- **REQUIREMENT**
Rewrite all of the material below, replacing every "keypoint" with "marker" and keeping everything else the same.
# # # #
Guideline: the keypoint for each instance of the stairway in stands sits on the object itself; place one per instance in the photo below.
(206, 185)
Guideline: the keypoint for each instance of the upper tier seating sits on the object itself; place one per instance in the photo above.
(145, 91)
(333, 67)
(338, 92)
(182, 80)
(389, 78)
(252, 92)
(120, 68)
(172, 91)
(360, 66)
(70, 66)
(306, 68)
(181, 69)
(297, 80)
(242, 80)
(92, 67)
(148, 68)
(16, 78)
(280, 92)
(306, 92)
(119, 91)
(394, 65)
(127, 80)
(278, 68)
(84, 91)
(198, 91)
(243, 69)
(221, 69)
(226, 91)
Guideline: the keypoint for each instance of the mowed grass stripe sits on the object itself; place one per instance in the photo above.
# # # #
- **TASK OUTPUT**
Guideline: the marker for each instance of the stairway in stands sits on the object itself; place one per instance in the photo below.
(206, 185)
Guideline: the marker for each instance of the upper tier seating sits on the object itself; place one per instance in the photo above.
(145, 91)
(333, 67)
(338, 92)
(182, 80)
(389, 78)
(252, 92)
(120, 68)
(172, 91)
(360, 66)
(70, 66)
(306, 68)
(181, 69)
(297, 80)
(242, 80)
(92, 67)
(148, 68)
(16, 78)
(280, 92)
(306, 92)
(119, 91)
(394, 65)
(127, 80)
(278, 68)
(84, 91)
(198, 91)
(243, 69)
(221, 69)
(226, 91)
Guideline: the marker for each instance of the mowed grass stripe sits on the object itself; place one per instance in the photo above.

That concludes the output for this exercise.